From the first line to the last, print the data exactly as it appears.

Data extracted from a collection
————————

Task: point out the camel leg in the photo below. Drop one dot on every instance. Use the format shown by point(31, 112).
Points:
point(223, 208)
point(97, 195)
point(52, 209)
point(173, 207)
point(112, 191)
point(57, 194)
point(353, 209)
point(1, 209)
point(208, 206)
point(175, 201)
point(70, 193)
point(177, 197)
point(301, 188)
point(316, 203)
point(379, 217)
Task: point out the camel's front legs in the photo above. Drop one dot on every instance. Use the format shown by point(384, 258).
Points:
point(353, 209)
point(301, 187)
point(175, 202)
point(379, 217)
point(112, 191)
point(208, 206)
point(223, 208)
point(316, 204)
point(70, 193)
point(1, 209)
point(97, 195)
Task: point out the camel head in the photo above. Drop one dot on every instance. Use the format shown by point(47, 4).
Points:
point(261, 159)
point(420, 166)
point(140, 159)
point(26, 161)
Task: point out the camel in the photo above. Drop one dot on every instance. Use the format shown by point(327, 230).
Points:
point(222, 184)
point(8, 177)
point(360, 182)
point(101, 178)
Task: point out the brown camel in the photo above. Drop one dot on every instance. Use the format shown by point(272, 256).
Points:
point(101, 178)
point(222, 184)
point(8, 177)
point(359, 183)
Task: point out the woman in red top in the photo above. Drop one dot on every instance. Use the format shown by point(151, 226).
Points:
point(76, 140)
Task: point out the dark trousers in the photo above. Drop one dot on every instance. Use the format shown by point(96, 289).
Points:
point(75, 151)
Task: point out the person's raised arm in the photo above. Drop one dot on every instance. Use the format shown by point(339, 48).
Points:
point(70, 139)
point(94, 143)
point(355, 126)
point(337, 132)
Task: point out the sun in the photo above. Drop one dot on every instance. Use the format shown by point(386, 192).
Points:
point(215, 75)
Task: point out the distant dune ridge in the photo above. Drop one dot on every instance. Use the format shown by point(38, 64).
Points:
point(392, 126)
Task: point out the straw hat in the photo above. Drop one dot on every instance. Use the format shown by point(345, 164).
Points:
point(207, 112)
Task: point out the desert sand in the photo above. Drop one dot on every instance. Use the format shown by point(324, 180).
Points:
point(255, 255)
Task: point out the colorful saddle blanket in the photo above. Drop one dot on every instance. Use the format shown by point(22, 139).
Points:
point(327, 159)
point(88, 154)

————————

Solution for this task:
Task: point out the camel leg in the photo below. Drop one dot on every instance. Use the format shown by point(31, 112).
Points:
point(223, 208)
point(97, 195)
point(52, 209)
point(173, 207)
point(112, 191)
point(57, 194)
point(353, 209)
point(1, 209)
point(208, 206)
point(175, 201)
point(70, 193)
point(177, 197)
point(301, 188)
point(316, 203)
point(379, 217)
Task: point out the camel's front legs in the photo above. Drop one dot on every instance. Use the format shown by point(384, 258).
Points:
point(353, 209)
point(301, 187)
point(175, 202)
point(379, 217)
point(112, 191)
point(208, 206)
point(223, 208)
point(316, 204)
point(70, 193)
point(1, 209)
point(97, 195)
Task: point out the camel head in the photo above. Drop one dot on every instance. Use the format shown by point(47, 4).
Points:
point(261, 159)
point(420, 166)
point(140, 159)
point(26, 161)
Task: point out the camel in the photo above. Drop one dot on every instance. Use the format shown by point(327, 230).
Points:
point(222, 184)
point(8, 177)
point(360, 182)
point(101, 178)
Task: point out the brown camel in the photo above. Drop one dot on every instance. Use the format shown by point(272, 256).
Points:
point(101, 178)
point(222, 184)
point(8, 177)
point(359, 183)
Task: point out the woman in red top in the photo above. Drop one dot on every instance. Use the format shown by point(151, 226).
Points:
point(76, 140)
Task: point out the dark trousers in the photo above. Drop one dot on every instance. Use the format shown by point(96, 289).
Points:
point(75, 151)
Task: point out the person's raised arm in the photo above. Drop one dot on every instance. Use the format shown by point(339, 48).
Points:
point(70, 139)
point(94, 143)
point(355, 126)
point(337, 132)
Task: point out the sun in the photo above. Drop one dot on every instance. Use the format shown by point(386, 192).
Points:
point(215, 75)
Task: point out the distant dune ridge in the photo above. Drop one dot on every instance. Use the format shown by point(38, 64).
Points:
point(392, 126)
Task: point out the straw hat in the photo above. Drop one dot on every instance. Use the format shown by point(345, 164).
Points:
point(207, 112)
Task: point out the desert sand in the photo above. Drop one dot on every instance. Use the format shown by point(324, 180).
Points:
point(255, 255)
Task: point out the colorful saddle blanket in the photo above. Drop one dot on every instance. Use the format shown by point(22, 139).
Points:
point(327, 159)
point(88, 154)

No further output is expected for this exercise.